== ИСХОДНЫЙ ТЕКСТ ==
■ ■ ■ ■ ■

Замечательна мысль, определяющая основную направленность доклада: «Искусство — этот пышный цветущий сад — находится в надежных руках только теперь, в эпоху диктатуры проле­тариата». Эта мысль свидетельствует о глубине политического самоопределения художника, к тому времени уже в течение при­мерно двух лет являвшегося членом Коммунистической партии. Мейерхольд подкрепляет свои положения ссылкой на декрет «Об объединении театрального дела» от 26 августа 1919 года, подписанный В. И. Лениным.

Осенью 1920 года вызванный А. В. Луначарским из Новорос­сийска в Москву, Мейерхольд назначается заведующим ТЕО Наркомпроса и руководит им до весны 1921 года. Однако мы знаем, что еще раньше он развивал не только организационно-админи­стративную и публицистическую деятельность, но и создал ряд спектаклей.

В 1918 году на сцене бывшего Александрийского театра, став­шего теперь Государственным театром драмы, в содружестве с художником А. Я. Головиным Мейерхольд поставил «Петра Хлеб­ника» Л. Н. Толстого и в том же году, руководя Театром Дома рабочих в Петрограде,— «Нору» Ибсена (в 1920 году он поставил эту пьесу в Новороссийске). Но, конечно, наиболее существенное значение имела постановка к первой годовщине Октября на сцене Коммунального театра музыкальной драмы в Петрограде первой советской пьесы — «Мистерии-буфф» Маяковского.

Деятельность Мейерхольда как режиссера советского театра начинается именно этим спектаклем, иными словами — прямым творческим контактом с великим поэтом пролетарской револю­ции. Маяковский помогал организовывать всю подготовку спек­такля, участвовал в режиссировании, работал с актерами и сам играл на премьере целых три роли (Маяковский готовил и играл роль Человека просто, но 7 ноября 1918 года ему пришлось из-за неявки исполнителей выступить также в ролях Мафусаила и од­ного из чертей). Спектакль положил начало прочному творческо­му союзу Мейерхольда и Маяковского, оборванному только траги­ческой гибелью поэта.

Пафос отрицания старого и утверждения нового, революцион­ного мира, пронизывавший пьесу Маяковского, определявший весь ее необычный строй, увлек Мейерхольда. Режиссер сразу почув­ствовал всю широту открывшихся перед ним неизведанных воз­можностей. Как вспоминал К. Н. Державин, «в 1918 году В. Э. Мейерхольд предложил к постановке только что написанную Маяковским «Мистерию-буфф». Читка этой пьесы вызвала у зна­чительной части труппы резкую отрицательную реакцию не толь­ко в связи с ее «футуристической» фактурой, но главным образом потому, что она причудилась своего рода символом пришествия в стены Александрийского театра самого настоящего большевизма, с его особенно пугавшим многих и многих актеров «издеватель­ством» над религиозными чувствами. Слушая «Мистерию-буфф» ряд актеров крестился в ужасе перед расточавшимися в ней бо­гохульствами»[†††††].

■ ■ ■ ■ ■

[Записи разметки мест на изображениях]
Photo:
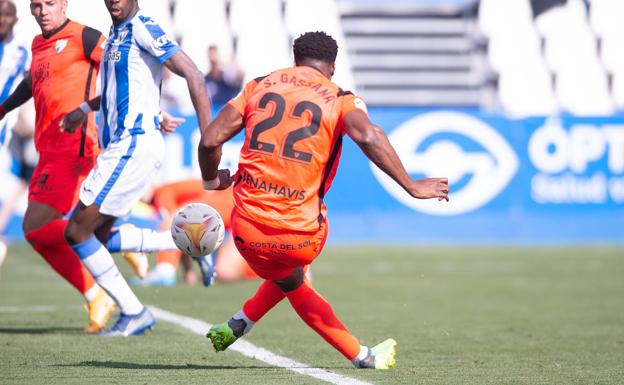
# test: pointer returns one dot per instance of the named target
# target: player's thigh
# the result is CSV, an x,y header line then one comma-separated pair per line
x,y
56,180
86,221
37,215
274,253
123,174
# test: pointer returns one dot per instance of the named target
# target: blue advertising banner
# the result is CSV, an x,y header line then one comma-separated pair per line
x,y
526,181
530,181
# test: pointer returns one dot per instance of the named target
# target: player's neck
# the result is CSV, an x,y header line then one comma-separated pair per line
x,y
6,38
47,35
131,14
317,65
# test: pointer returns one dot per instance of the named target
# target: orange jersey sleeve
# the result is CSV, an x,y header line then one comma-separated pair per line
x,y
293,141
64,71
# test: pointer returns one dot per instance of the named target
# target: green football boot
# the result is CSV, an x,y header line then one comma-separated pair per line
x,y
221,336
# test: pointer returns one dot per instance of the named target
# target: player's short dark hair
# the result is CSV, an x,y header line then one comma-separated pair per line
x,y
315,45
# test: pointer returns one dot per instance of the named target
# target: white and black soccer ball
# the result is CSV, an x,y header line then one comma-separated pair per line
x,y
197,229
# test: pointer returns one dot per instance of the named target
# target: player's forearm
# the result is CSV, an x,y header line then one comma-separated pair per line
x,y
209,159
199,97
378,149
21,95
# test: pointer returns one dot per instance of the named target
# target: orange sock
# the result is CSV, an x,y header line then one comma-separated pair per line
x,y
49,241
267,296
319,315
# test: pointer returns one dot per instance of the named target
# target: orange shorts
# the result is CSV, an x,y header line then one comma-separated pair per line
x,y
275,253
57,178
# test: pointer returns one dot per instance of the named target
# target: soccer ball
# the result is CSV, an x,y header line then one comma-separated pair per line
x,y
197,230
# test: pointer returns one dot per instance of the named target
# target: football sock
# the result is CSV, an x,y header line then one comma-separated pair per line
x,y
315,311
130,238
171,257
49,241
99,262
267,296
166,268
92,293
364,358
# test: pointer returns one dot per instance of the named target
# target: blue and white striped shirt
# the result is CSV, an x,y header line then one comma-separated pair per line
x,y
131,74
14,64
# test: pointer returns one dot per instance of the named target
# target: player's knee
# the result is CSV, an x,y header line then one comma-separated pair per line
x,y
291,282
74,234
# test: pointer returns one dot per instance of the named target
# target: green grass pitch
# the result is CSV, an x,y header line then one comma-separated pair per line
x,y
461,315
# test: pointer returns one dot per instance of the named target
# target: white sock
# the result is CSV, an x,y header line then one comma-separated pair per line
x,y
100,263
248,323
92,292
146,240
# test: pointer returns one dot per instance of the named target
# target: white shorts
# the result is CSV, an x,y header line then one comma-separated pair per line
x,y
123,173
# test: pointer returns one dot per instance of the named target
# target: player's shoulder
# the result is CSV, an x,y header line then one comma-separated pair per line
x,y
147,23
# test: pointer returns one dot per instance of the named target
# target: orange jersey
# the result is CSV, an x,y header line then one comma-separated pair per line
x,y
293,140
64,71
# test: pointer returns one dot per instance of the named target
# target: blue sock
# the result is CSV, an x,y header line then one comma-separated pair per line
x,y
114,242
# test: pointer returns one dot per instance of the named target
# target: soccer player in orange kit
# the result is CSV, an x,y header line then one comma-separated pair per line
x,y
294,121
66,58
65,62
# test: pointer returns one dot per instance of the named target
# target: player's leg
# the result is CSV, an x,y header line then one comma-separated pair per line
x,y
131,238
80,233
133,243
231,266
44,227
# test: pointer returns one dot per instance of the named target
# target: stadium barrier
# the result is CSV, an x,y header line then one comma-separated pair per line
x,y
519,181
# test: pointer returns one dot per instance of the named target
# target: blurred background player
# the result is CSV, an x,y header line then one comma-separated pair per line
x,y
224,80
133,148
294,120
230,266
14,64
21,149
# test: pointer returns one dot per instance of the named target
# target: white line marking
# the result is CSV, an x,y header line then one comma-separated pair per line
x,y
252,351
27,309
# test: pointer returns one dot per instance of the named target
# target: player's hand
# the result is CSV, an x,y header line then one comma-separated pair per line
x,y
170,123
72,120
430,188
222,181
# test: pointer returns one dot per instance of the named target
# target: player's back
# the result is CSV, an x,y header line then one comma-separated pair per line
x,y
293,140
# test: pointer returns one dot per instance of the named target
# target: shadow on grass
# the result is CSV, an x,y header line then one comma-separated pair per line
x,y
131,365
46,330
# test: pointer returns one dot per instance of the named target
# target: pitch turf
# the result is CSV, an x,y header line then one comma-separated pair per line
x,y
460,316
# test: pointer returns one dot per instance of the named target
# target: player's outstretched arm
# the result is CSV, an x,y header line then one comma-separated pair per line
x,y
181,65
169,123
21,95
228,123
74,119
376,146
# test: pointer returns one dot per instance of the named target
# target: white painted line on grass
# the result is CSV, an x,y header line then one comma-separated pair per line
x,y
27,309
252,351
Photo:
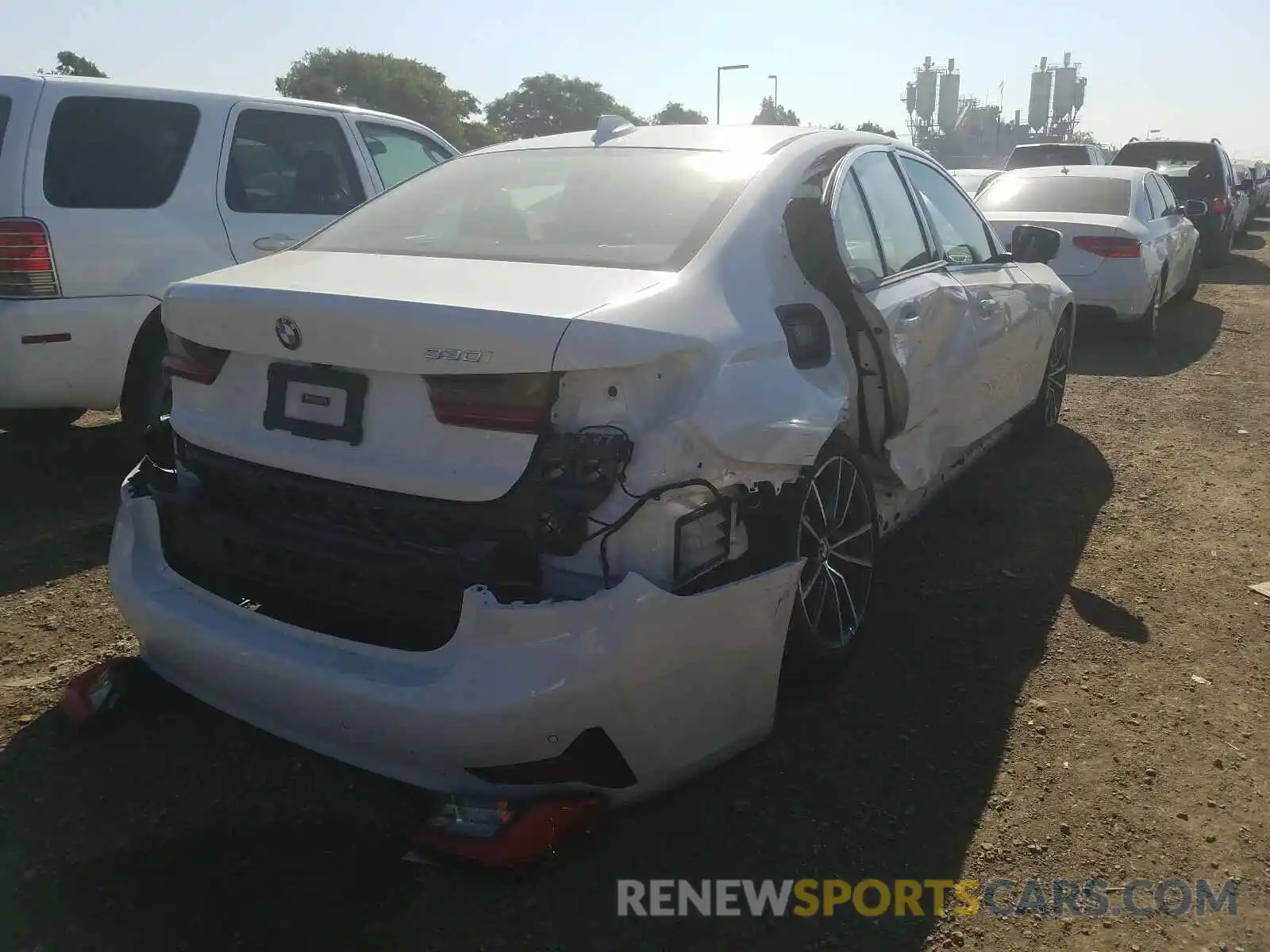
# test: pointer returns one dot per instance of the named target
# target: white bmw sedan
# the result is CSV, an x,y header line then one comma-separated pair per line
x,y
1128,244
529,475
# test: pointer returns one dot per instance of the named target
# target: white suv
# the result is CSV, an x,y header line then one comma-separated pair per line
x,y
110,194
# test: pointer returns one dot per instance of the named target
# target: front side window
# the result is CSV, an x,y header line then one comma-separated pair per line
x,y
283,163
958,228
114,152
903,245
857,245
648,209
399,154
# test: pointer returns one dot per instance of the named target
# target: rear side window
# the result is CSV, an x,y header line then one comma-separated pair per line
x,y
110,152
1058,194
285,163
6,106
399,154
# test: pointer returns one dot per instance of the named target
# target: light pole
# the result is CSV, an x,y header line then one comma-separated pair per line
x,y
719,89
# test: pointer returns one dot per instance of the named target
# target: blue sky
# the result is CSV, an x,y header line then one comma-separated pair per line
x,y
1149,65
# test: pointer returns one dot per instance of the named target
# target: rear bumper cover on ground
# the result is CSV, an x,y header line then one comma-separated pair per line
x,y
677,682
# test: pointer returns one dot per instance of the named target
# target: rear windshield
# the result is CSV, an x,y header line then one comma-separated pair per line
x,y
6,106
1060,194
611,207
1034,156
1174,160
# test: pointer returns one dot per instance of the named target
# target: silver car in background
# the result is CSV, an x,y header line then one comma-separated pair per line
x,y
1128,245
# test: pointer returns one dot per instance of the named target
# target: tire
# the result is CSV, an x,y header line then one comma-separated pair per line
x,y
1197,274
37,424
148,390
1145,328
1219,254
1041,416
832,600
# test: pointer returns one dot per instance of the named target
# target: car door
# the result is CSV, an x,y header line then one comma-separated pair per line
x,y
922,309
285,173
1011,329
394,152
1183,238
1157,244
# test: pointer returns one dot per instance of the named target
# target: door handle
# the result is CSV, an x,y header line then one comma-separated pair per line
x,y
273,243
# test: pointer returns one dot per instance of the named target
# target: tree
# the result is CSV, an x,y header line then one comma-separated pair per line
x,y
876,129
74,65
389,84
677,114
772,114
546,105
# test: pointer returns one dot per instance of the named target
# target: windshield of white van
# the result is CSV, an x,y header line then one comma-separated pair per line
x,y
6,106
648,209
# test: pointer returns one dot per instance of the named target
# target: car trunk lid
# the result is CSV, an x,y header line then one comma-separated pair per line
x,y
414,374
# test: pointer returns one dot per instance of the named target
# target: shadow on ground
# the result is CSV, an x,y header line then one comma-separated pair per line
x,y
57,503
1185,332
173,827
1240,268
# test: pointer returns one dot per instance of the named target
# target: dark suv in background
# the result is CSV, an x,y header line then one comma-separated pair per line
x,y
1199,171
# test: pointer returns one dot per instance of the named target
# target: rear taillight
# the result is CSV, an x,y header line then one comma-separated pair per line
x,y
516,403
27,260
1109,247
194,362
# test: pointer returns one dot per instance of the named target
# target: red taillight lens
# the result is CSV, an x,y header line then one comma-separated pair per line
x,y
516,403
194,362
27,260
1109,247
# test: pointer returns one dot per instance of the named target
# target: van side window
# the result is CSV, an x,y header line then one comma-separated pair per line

■ ■ ■ ■ ■

== ЧТО НУЖНО СДЕЛАТЬ ==
**a)** Продублируйте без изменений фрагмент текста о Мейерхольде, который начинается со слов «Деятельность Мейерхольда как» и заканчивается словами «траги­ческой гибелью поэта.».
**b)** Какие роли сыграл Маяковский на премьере «Мистерии-буфф» 7 ноября 1918 года, согласно тексту о Мейерхольде?
Записи здесь никакой роли не играют.

== ОТВЕТЫ К УПРАЖНЕНИЮ ==
**a)**
Деятельность Мейерхольда как режиссера советского театра начинается именно этим спектаклем, иными словами — прямым творческим контактом с великим поэтом пролетарской револю­ции. Маяковский помогал организовывать всю подготовку спек­такля, участвовал в режиссировании, работал с актерами и сам играл на премьере целых три роли (Маяковский готовил и играл роль Человека просто, но 7 ноября 1918 года ему пришлось из-за неявки исполнителей выступить также в ролях Мафусаила и од­ного из чертей). Спектакль положил начало прочному творческо­му союзу Мейерхольда и Маяковского, оборванному только траги­ческой гибелью поэта.

**b)** Роли Человека просто, Мафусаила и одного из чертей.